PASSAGE FOURNI
'''

Augustin Guillerand O.Cart. (à l'état civil Pierre Joseph Maxime Théodore Guillerand), né le 26 novembre 1877 à Dompierre-sur-Héry, dans la Nièvre (France) et décédé le 12 avril 1945 au monastère de la Grande Chartreuse (France), est un prêtre du diocèse de Nevers, devenu en 1916 moine chartreux à La Valsainte. Prieur à la Chartreuse de Vedana[1] en 1935 et Coadjuteur à la Grande Chartreuse en 1940 il est connu pour ses écrits de spiritualité cartusienne.

Biographie[modifier | modifier le code]

Jeunesse et formation[modifier | modifier le code]

Cinquième des six enfants de Guillaume Guillerand et sa femme Julie Cointe, Maxime nait au domaine de Reugny, une ancienne gentilhommière de Dompierre-sur-Héry, dans le Nivernais. Son père, agriculteur aisé, meurt alors que Maxime n’a que cinq ans. La famille est unie. Toute sa vie Dom Augustin restera en correspondance avec ses proches. Il est un homme du terroir.

Maxime fait sa scolarité à l’école communale de Dompierre-sur-Héry et passe au petit séminaire de Pignelin[2] en 1886. Il y est bon élève et reçoit plusieurs prix surtout dans les branches littéraires. Élève prometteur mais pas particulièrement pieux, il est surtout porté vers la pêche (dans la Yonne), qui est son passe-temps favori.

Il entre à l’âge de 17 ans au grand séminaire de Nevers alors dirigé par les pères maristes (1894) où il suit le curriculum ordinaire de préparation à la prêtrise. Réformé au conseil de révision de l’armée pour ‘fatigue pulmonaire’ rien ne s’oppose à ce qu’il reçoive le sacerdoce. Le 22 décembre 1900 Étienne-Antoine-Alfred Lelong, évêque de Nevers l’ordonne prêtre, dans la cathédrale de Nevers. L’abbé Maxime Guillerand célèbre sa première messe le 27 décembre dans l’église de Dompierre, là où il reçut le baptême 23 ans plus tôt.

Ministère sacerdotal[modifier | modifier le code]

Deux ans vicaire à Corbigny (1901-1903) Maxime est nommé curé à Ruages en 1905. Déjà de santé fragile il est profondément accablé et ébranlé lorsque son neveu, alors sous sa responsabilité, se noie accidentellement dans le canal du Nivernais (17 octobre 1908). Il en tombe nerveusement malade et doit se reposer quelque temps à l’abbaye d'Einsiedeln. De retour dans le Nivernais il demande et obtient de ne pas devoir retourner à Ruages. Il est nommé curé à Limon (1912).

'''

Enregistrements d'annotation
'''

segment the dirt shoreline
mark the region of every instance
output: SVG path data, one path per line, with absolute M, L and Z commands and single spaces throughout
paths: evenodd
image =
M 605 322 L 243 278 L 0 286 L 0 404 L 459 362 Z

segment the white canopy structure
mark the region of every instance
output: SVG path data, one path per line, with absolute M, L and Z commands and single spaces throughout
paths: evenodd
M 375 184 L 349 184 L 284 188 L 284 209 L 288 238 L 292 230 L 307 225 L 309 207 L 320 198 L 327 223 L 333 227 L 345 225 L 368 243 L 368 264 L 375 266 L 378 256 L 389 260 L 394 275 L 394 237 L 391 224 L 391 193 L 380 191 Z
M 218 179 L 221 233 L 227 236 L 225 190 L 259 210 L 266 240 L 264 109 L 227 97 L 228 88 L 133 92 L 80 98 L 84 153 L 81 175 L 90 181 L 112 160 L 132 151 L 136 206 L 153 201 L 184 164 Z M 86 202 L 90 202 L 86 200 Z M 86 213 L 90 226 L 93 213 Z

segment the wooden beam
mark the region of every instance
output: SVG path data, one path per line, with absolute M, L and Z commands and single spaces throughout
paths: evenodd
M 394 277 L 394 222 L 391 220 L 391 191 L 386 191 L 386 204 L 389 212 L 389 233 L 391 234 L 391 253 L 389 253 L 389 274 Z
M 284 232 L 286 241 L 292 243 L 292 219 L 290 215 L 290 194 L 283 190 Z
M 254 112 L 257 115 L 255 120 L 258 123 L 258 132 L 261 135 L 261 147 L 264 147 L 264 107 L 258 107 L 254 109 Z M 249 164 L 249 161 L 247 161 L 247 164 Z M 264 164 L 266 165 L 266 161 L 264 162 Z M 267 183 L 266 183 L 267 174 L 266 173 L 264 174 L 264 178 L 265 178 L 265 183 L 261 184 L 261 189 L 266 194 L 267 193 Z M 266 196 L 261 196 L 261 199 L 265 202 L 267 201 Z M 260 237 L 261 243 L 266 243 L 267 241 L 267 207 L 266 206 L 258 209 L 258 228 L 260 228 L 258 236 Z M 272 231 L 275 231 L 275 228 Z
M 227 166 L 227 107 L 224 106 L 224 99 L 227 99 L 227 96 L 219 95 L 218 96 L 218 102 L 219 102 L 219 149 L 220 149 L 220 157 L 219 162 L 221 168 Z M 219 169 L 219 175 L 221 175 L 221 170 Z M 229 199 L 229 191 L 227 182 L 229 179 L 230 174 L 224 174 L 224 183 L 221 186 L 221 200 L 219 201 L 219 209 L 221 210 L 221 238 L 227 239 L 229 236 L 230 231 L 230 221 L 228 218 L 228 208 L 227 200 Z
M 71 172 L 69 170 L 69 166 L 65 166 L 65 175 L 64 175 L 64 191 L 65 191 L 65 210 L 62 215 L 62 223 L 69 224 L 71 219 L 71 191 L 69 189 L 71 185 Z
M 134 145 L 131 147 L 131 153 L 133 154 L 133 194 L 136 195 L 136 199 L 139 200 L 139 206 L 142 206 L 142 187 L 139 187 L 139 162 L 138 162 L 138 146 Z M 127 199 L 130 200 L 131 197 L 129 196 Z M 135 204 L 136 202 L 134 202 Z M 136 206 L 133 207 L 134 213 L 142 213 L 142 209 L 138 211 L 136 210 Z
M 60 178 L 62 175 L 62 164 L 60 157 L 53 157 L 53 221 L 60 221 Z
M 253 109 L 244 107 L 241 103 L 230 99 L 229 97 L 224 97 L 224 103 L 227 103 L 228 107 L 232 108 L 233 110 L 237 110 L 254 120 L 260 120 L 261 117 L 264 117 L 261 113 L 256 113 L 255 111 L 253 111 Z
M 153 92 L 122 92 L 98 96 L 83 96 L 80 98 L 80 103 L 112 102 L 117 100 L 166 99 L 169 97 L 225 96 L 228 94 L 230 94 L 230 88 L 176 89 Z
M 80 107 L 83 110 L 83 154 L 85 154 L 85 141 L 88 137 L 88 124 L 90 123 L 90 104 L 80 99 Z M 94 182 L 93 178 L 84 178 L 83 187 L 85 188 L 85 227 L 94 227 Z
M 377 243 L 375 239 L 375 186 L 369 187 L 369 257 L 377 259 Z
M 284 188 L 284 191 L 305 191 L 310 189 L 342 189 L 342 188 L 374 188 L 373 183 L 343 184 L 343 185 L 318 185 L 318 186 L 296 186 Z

'''

TRAVAIL À FAIRE
- a) Selon le passage sur Augustin Guillerand, dans quelle abbaye doit-il se reposer après la noyade de son neveu ?
- b) Recopiez à l'identique, dans les enregistrements, le passage allant de la ligne qui contient "segment the wooden beam" jusqu'à la ligne qui contient "M 254 112 L", ces deux lignes comprises.

RÉPONSES DONNÉES
- a) À l'abbaye d'Einsiedeln.

- b)
segment the wooden beam
mark the region of every instance
output: SVG path data, one path per line, with absolute M, L and Z commands and single spaces throughout
paths: evenodd
M 394 277 L 394 222 L 391 220 L 391 191 L 386 191 L 386 204 L 389 212 L 389 233 L 391 234 L 391 253 L 389 253 L 389 274 Z
M 284 232 L 286 241 L 292 243 L 292 219 L 290 215 L 290 194 L 283 190 Z
M 254 112 L 257 115 L 255 120 L 258 123 L 258 132 L 261 135 L 261 147 L 264 147 L 264 107 L 258 107 L 254 109 Z M 249 164 L 249 161 L 247 161 L 247 164 Z M 264 164 L 266 165 L 266 161 L 264 162 Z M 267 183 L 266 183 L 267 174 L 266 173 L 264 174 L 264 178 L 265 178 L 265 183 L 261 184 L 261 189 L 266 194 L 267 193 Z M 266 196 L 261 196 L 261 199 L 265 202 L 267 201 Z M 260 237 L 261 243 L 266 243 L 267 241 L 267 207 L 266 206 L 258 209 L 258 228 L 260 228 L 258 236 Z M 272 231 L 275 231 L 275 228 Z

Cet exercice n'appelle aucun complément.